[start of INFORMATION PROVIDED]
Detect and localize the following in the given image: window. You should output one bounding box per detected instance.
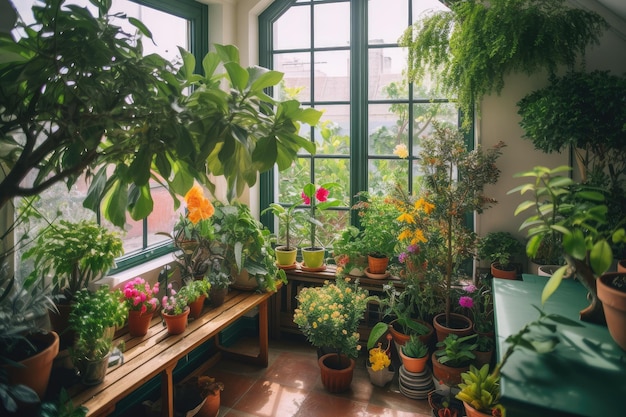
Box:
[13,0,208,269]
[259,0,459,247]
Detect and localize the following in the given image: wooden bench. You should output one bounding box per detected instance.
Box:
[70,290,274,417]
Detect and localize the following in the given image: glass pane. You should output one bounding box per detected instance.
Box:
[148,187,185,246]
[315,105,350,155]
[273,7,311,49]
[367,0,409,44]
[313,51,350,101]
[368,104,409,155]
[274,53,311,102]
[368,48,409,100]
[314,2,350,48]
[368,159,409,196]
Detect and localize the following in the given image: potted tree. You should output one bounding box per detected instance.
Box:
[22,220,123,349]
[510,166,626,332]
[476,232,524,279]
[69,285,128,385]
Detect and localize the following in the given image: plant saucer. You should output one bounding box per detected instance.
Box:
[363,268,389,279]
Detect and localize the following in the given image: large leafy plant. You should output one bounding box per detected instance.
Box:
[0,0,320,226]
[399,0,608,122]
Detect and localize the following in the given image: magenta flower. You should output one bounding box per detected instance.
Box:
[314,187,330,204]
[459,296,474,308]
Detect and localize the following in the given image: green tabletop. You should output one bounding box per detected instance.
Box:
[493,274,626,417]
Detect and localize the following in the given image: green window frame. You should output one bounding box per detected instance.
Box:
[259,0,466,242]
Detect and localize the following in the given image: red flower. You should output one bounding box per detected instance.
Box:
[314,187,330,204]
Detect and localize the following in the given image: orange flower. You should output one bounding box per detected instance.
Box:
[185,184,215,224]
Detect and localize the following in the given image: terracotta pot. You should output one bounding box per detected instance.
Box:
[389,319,435,346]
[367,255,389,274]
[163,307,190,335]
[189,294,206,319]
[195,390,221,417]
[317,353,355,393]
[433,313,474,342]
[128,310,153,337]
[398,347,428,373]
[301,248,326,269]
[463,402,491,417]
[491,262,517,279]
[274,246,298,266]
[596,272,626,350]
[6,331,59,399]
[209,287,228,307]
[431,352,469,387]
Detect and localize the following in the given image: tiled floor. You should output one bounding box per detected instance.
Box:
[206,338,432,417]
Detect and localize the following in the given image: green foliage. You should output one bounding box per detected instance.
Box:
[0,0,321,226]
[293,277,368,358]
[435,333,478,368]
[476,232,524,269]
[456,364,500,413]
[23,220,123,300]
[399,0,608,122]
[69,285,128,362]
[213,202,287,291]
[402,334,428,358]
[509,166,626,303]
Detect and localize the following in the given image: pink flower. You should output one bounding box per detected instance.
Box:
[459,296,474,308]
[314,187,330,204]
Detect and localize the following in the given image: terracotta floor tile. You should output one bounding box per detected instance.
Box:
[296,391,367,417]
[233,380,307,417]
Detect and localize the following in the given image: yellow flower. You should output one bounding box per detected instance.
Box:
[393,143,409,159]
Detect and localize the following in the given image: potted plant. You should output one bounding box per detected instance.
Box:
[412,122,505,332]
[22,220,124,348]
[398,335,428,373]
[293,277,368,393]
[261,203,301,269]
[476,232,524,279]
[69,285,128,385]
[509,166,626,330]
[213,202,287,291]
[353,192,400,275]
[366,335,395,387]
[301,183,341,270]
[431,334,477,386]
[123,277,159,337]
[161,282,190,335]
[456,365,502,417]
[180,278,211,319]
[398,0,608,125]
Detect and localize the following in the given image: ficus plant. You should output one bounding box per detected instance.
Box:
[0,0,320,226]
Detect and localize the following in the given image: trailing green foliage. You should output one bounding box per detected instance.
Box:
[399,0,608,122]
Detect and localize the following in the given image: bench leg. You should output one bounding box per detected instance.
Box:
[215,299,269,367]
[161,364,176,417]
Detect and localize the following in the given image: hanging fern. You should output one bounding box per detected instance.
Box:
[398,0,608,123]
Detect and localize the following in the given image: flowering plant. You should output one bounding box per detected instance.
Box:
[124,277,159,314]
[161,282,188,316]
[301,182,341,248]
[459,284,493,333]
[293,277,369,358]
[170,184,215,277]
[368,334,391,371]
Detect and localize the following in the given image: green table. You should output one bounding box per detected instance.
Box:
[493,274,626,417]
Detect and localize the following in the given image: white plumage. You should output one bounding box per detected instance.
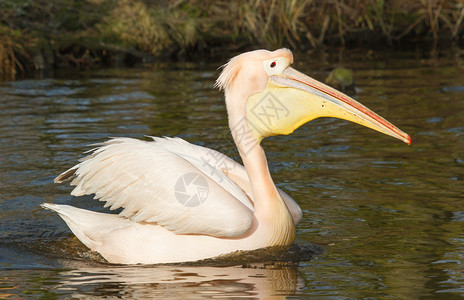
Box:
[43,49,411,264]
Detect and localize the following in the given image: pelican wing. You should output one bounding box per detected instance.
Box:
[55,138,253,237]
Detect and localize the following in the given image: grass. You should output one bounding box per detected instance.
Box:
[0,0,464,78]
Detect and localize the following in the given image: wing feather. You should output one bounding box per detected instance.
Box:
[55,138,253,237]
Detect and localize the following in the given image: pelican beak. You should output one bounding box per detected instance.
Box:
[247,67,411,145]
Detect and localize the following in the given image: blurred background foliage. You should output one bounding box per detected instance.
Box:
[0,0,464,78]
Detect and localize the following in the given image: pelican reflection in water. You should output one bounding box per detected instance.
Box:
[43,49,411,264]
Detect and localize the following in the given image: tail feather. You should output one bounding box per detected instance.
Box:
[41,203,130,251]
[54,166,78,183]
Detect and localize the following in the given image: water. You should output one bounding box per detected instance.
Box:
[0,50,464,299]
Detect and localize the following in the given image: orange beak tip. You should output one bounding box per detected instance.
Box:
[406,134,411,145]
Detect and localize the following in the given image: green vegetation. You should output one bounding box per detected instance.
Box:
[0,0,464,78]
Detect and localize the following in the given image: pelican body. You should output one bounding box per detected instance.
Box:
[43,49,411,264]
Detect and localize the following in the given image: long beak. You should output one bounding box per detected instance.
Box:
[270,67,411,145]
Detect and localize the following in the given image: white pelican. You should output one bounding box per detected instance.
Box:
[43,49,411,264]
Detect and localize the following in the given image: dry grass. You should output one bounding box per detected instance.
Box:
[0,0,464,76]
[0,26,23,80]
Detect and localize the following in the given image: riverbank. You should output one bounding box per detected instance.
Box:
[0,0,464,79]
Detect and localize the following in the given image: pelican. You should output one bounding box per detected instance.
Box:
[42,49,411,264]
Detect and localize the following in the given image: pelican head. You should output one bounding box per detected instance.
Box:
[216,49,411,144]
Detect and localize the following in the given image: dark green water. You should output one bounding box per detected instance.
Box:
[0,49,464,299]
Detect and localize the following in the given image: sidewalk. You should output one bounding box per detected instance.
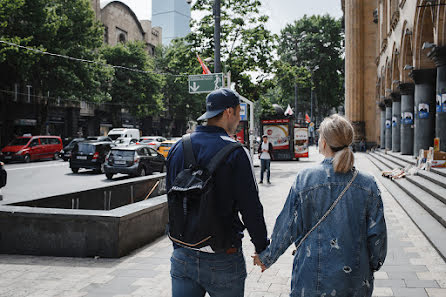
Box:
[0,147,446,297]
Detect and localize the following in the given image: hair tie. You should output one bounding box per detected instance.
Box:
[330,145,348,153]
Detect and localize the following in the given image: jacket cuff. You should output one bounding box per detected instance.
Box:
[259,249,273,268]
[254,239,270,254]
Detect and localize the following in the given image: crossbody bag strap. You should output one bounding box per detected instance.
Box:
[206,142,242,174]
[182,134,197,169]
[293,169,358,255]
[end of INFORMATION PROVIDED]
YOUR TASK:
Copy the entries from the line with "Detect and localize the following in the given image: crossbody" through the end of the entries, putting "shoulder strap" in place of "crossbody bag strap" and leaving everything else unchanged.

SOLVED PROBLEM:
Detect and localize the following in the given image: shoulder strap. You should output one bounding box per detected instance.
Box:
[206,142,242,174]
[182,134,197,169]
[293,169,358,255]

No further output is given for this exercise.